_EXERCISE DESCRIPTION:_
Return the data that follows exactly, with each line intact.

_SUPPLIED MATERIAL:_
▬▬▬▬▬▬

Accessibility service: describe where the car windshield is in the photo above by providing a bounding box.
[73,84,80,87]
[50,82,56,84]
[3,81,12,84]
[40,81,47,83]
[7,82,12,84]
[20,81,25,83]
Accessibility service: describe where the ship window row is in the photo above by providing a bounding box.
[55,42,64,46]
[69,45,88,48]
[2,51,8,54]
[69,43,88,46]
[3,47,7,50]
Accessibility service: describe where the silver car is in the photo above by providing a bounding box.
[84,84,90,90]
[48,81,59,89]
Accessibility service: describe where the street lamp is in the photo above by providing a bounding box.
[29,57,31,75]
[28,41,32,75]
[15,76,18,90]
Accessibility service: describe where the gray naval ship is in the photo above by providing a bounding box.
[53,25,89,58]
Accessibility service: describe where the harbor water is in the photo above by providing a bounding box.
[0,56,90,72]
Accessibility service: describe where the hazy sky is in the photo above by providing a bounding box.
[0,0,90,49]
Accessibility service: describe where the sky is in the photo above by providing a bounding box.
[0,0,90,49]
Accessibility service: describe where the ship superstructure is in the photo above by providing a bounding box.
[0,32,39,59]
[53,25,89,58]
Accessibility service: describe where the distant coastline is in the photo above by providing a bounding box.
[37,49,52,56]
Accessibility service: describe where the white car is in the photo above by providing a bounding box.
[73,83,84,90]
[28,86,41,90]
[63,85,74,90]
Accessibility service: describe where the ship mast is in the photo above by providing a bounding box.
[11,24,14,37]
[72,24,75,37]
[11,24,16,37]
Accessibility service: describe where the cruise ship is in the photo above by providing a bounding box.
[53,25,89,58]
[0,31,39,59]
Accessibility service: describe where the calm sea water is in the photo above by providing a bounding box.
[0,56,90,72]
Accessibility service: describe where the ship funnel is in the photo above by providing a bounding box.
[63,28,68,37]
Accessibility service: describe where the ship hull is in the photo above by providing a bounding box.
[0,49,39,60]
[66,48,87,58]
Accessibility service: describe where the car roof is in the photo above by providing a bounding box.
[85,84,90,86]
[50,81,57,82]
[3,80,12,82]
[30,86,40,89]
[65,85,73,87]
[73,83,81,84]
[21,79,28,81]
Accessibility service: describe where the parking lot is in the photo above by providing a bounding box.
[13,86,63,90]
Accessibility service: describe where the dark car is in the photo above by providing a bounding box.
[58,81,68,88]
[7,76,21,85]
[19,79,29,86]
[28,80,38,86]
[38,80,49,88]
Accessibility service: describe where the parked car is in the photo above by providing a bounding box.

▬▬▬▬▬▬

_RESPONSE FOR THIS EXERCISE:_
Accessibility service: describe where the car windshield is in the photo above by providing a bounding box.
[73,84,80,87]
[50,82,56,84]
[3,81,12,84]
[40,81,47,83]
[7,82,12,84]
[20,81,25,83]
Accessibility service: describe where the ship window row is in the photo above by providing a bounding box.
[55,42,64,46]
[69,45,88,48]
[2,51,8,54]
[69,43,88,46]
[3,47,7,50]
Accessibility service: describe where the silver car is in the photo above by providing a bounding box.
[84,84,90,90]
[48,81,59,89]
Accessibility service: describe where the street lamp is in the photo above by providing a bounding box.
[29,57,31,75]
[28,41,32,75]
[15,76,18,90]
Accessibility service: describe where the gray naval ship is in the photo above by providing a bounding box.
[53,25,89,58]
Accessibility service: describe where the harbor water is in the photo above by providing a bounding box.
[0,56,90,72]
Accessibility service: describe where the hazy sky is in the photo above by providing a bounding box.
[0,0,90,49]
Accessibility service: describe where the sky is in the photo above by providing a bounding box.
[0,0,90,49]
Accessibility service: describe where the ship superstructure is in the photo above by providing a bounding box.
[0,32,39,59]
[53,25,89,58]
Accessibility service: describe where the distant coastline is in the photo above by providing a bounding box.
[37,49,52,56]
Accessibility service: describe where the white car is in the photo above by providing a bounding box.
[73,83,84,90]
[28,86,41,90]
[63,85,74,90]
Accessibility service: describe where the ship mast is in the photo above by providing a bounding box.
[11,24,14,37]
[72,24,75,37]
[11,24,16,37]
Accessibility service: describe where the cruise ship is in the photo above by providing a bounding box.
[53,25,89,58]
[0,31,39,59]
Accessibility service: describe where the calm sea water is in the photo above by providing a bounding box.
[0,56,90,72]
Accessibility service: describe where the ship funnel is in the photo above by providing a bounding box.
[63,28,68,37]
Accessibility service: describe where the ship hull is in the photo above by providing a bounding box.
[0,49,39,60]
[66,48,87,58]
Accessibility service: describe where the car roof is in the photo above by providing a bounding box.
[85,84,90,86]
[50,81,57,82]
[3,80,12,82]
[30,86,40,89]
[65,85,73,87]
[73,83,81,84]
[21,79,28,81]
Accessibility service: describe where the parking lot is in the photo above by providing a bounding box.
[13,86,63,90]
Accessibility service: describe where the dark car is in the photo above by providing a bounding box.
[58,81,68,88]
[7,76,21,85]
[19,79,29,86]
[28,80,38,86]
[38,80,49,88]
Accessibility service: describe where the parked car is in the photo above by providing a bounding box.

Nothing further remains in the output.